PROBLEM => How many of the lines below contain the string "branch"? Case matters. Reply with only the number.

** START EXCERPTED DATA **

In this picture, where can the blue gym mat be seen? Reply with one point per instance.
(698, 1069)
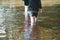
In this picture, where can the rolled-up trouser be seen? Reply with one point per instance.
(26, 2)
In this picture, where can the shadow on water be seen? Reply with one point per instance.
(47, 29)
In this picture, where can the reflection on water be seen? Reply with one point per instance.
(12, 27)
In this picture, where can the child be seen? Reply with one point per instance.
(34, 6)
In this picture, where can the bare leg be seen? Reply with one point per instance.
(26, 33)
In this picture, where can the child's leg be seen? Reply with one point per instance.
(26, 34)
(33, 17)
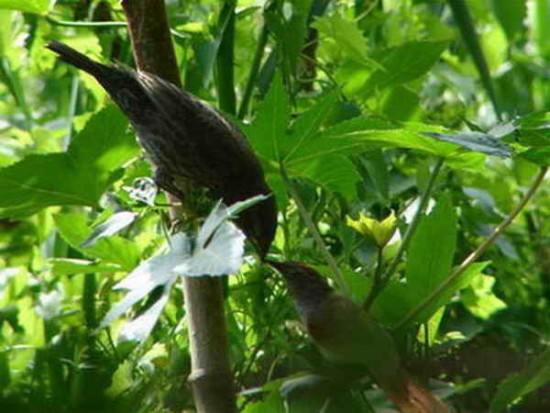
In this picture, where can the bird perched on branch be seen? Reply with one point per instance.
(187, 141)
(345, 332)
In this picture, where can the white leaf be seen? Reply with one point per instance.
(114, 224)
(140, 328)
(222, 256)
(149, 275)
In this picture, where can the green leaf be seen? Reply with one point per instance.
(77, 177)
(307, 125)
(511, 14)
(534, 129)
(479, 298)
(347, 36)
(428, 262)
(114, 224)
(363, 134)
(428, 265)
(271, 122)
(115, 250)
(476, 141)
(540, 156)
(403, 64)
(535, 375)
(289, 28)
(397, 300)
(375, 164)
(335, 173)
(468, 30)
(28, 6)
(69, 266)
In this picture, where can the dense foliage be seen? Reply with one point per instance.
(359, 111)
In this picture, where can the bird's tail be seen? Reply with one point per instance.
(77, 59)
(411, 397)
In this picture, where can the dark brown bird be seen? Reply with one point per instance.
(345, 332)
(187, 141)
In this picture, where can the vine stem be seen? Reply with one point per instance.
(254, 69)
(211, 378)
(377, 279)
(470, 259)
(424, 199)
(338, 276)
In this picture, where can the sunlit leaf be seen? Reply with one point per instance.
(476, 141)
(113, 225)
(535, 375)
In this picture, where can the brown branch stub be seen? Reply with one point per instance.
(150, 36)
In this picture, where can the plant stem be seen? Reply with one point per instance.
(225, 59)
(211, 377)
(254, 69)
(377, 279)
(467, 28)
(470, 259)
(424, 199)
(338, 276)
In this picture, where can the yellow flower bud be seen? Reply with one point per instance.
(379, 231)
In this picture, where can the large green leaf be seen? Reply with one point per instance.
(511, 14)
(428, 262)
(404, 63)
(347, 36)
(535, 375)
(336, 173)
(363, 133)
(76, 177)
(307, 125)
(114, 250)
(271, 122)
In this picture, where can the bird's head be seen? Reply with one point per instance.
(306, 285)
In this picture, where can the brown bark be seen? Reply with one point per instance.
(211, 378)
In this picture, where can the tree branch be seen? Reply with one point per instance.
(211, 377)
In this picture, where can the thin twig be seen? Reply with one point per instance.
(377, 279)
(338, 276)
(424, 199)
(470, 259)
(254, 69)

** END EXCERPTED DATA **
** START EXCERPTED DATA **

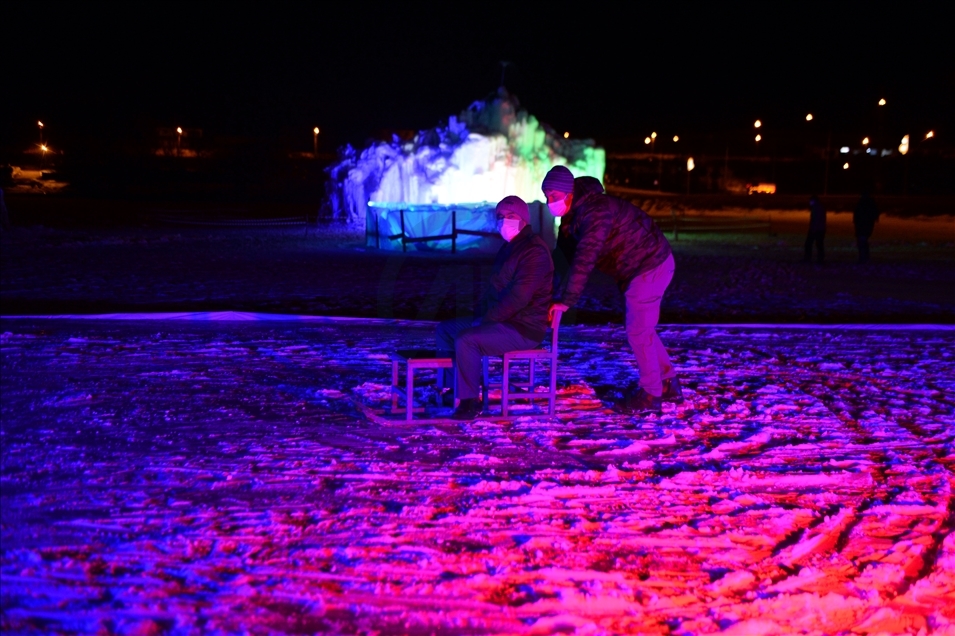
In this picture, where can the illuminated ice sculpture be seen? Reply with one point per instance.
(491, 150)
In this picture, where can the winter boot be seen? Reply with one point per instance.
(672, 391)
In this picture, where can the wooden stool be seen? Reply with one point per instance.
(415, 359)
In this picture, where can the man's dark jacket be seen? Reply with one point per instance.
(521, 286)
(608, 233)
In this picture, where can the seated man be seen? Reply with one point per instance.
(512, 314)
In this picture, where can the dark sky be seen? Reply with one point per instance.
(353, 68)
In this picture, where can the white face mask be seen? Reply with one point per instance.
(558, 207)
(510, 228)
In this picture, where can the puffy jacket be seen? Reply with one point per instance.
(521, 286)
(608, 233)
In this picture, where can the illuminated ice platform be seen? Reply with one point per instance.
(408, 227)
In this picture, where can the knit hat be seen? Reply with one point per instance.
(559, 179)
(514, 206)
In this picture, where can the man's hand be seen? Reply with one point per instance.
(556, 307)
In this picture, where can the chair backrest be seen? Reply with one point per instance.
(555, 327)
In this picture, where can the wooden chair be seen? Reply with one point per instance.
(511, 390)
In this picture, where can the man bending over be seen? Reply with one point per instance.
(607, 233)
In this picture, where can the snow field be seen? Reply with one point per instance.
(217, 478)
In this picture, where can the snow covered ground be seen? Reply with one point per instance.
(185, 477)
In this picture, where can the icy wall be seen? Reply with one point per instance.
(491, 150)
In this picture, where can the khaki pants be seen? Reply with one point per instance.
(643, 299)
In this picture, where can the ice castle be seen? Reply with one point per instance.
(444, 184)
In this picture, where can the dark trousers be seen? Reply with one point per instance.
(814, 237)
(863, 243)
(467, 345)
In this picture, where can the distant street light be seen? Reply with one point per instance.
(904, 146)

** END EXCERPTED DATA **

ANSWER => 3